> [What the task asks]: Please transcribe the records precisely; pictures stay out of your copy.

──────

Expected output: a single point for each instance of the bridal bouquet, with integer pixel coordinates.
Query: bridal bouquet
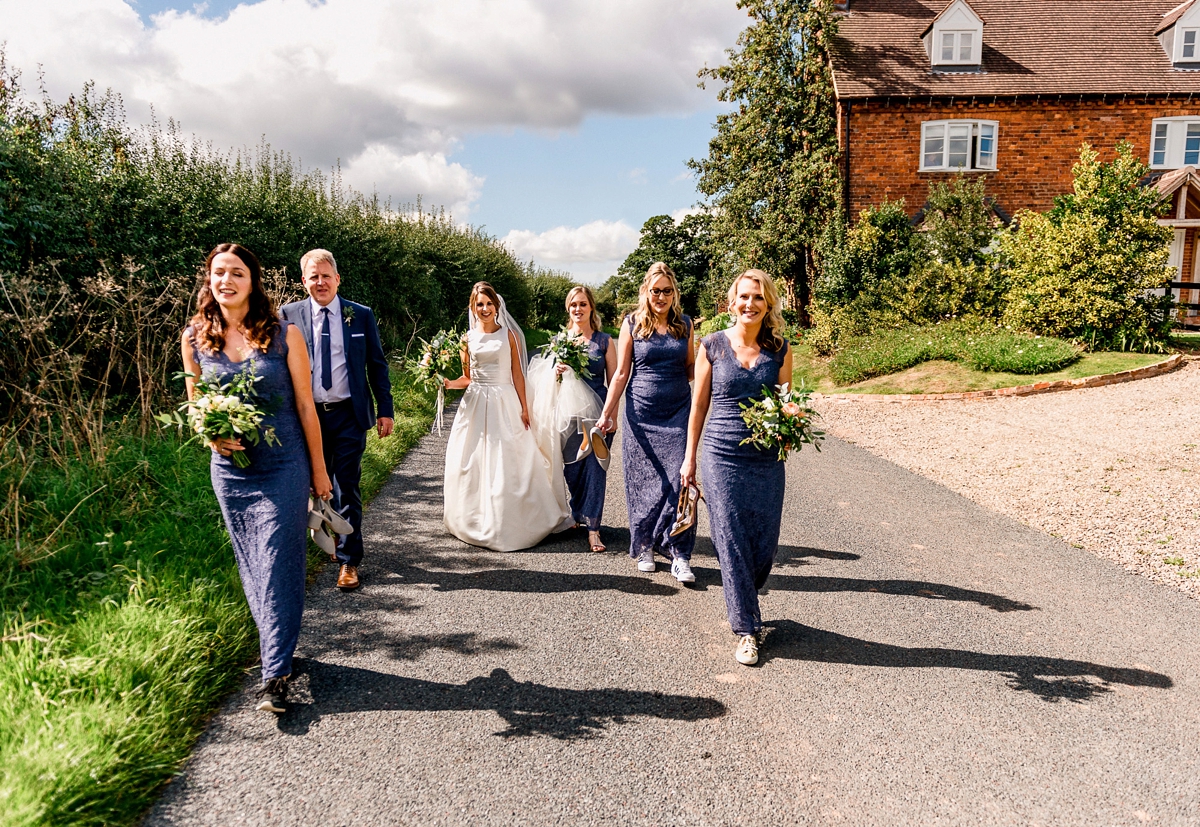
(225, 412)
(438, 358)
(570, 349)
(781, 420)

──────

> [The completed task]:
Expected output: a single point for each instance of the bridal bouquet, with integer pixel coordinates.
Query: bridal bouquet
(225, 412)
(438, 358)
(570, 349)
(781, 420)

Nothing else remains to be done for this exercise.